Count the lines in the following listing that contain the word "below". Reply with the number alone.

┌─ RECORDS FOR THE EXERCISE

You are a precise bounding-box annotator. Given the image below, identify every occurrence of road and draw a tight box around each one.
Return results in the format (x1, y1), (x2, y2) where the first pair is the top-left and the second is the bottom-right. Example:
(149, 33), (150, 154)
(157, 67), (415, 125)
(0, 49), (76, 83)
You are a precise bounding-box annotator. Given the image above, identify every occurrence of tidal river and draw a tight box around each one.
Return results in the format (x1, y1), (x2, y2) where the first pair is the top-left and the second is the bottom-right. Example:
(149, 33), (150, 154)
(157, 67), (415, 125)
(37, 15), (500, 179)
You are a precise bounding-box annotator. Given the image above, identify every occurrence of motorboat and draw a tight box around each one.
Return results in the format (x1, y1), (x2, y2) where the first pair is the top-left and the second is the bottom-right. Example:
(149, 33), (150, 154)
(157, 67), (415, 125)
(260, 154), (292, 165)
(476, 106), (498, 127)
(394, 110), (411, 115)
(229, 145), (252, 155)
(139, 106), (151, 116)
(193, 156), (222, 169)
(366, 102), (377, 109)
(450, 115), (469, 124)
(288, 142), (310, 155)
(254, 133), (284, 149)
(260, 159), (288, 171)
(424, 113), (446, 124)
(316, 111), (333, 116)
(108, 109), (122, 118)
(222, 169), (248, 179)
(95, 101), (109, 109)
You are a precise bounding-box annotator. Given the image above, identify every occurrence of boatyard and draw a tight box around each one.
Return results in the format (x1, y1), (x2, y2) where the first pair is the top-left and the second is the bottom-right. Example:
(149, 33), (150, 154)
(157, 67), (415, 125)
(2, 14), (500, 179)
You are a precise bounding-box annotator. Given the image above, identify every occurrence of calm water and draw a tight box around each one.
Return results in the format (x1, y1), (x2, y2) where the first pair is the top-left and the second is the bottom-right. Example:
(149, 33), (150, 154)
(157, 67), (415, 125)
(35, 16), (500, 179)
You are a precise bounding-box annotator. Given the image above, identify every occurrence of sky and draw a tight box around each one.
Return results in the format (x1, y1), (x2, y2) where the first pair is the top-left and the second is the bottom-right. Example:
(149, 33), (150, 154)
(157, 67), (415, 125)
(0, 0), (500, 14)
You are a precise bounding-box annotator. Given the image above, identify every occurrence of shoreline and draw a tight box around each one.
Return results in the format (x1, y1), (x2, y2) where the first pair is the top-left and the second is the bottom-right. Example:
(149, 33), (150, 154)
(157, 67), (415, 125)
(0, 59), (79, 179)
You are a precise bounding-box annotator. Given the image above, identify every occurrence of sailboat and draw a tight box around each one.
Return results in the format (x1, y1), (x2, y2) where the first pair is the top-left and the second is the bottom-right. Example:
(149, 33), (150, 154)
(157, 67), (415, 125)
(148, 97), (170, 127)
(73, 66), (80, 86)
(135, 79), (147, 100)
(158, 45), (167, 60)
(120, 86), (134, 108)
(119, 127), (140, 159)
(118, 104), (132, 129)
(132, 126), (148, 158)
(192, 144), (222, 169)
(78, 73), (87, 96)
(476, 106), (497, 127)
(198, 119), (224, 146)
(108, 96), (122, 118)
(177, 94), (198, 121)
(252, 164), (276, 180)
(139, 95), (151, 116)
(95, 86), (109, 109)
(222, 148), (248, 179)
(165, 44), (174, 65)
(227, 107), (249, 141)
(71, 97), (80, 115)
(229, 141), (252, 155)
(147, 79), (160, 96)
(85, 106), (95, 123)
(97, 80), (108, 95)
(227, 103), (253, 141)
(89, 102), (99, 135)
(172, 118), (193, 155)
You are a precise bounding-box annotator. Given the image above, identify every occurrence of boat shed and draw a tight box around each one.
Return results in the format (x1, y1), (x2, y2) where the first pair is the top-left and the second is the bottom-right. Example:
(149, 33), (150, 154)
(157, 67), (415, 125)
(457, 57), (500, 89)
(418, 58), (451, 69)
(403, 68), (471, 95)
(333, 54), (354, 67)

└─

> [FULL RESPONSE]: 1